→ Task directions
Search the entries for the word "below". Copy each line in which it is found.

→ Data excerpts
.....
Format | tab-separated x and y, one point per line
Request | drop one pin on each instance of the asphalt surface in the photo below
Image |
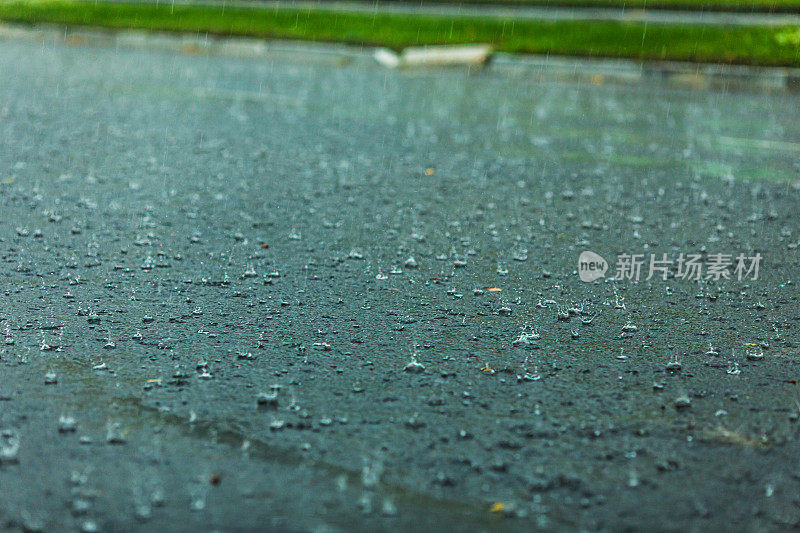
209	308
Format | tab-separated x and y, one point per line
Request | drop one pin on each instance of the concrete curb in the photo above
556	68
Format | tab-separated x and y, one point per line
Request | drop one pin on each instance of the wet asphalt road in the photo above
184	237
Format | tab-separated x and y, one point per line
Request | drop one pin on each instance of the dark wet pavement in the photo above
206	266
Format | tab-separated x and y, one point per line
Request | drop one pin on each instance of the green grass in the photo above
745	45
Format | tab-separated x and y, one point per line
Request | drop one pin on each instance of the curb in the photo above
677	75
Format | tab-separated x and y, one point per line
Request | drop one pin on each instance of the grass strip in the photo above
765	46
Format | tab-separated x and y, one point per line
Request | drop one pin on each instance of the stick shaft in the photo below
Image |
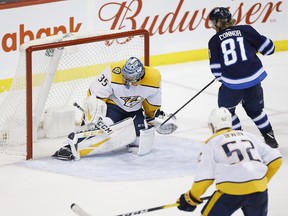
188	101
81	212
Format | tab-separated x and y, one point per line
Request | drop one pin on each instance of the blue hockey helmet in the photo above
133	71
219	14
.....
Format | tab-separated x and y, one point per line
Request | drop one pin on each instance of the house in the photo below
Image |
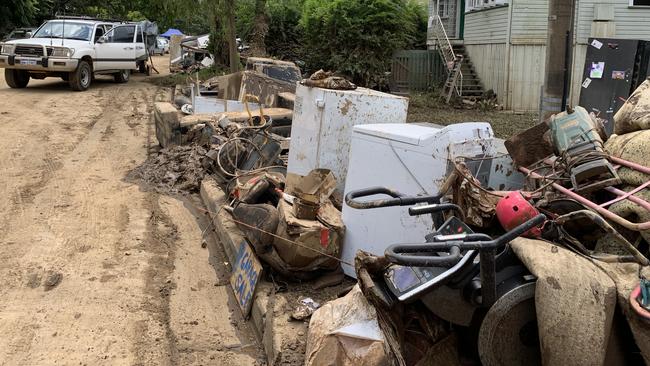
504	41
.....
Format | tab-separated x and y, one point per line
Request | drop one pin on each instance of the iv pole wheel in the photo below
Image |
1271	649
.....
→ Solution for this problem
Request | drop one pin on each instance of the asphalt surface in the photo below
Request | drop one pin on each instance of the stick shaft in the photo below
Request | drop one pin on each instance of the house in the photo below
Request | drop one pin on each instance of the iv pole wheel in the photo below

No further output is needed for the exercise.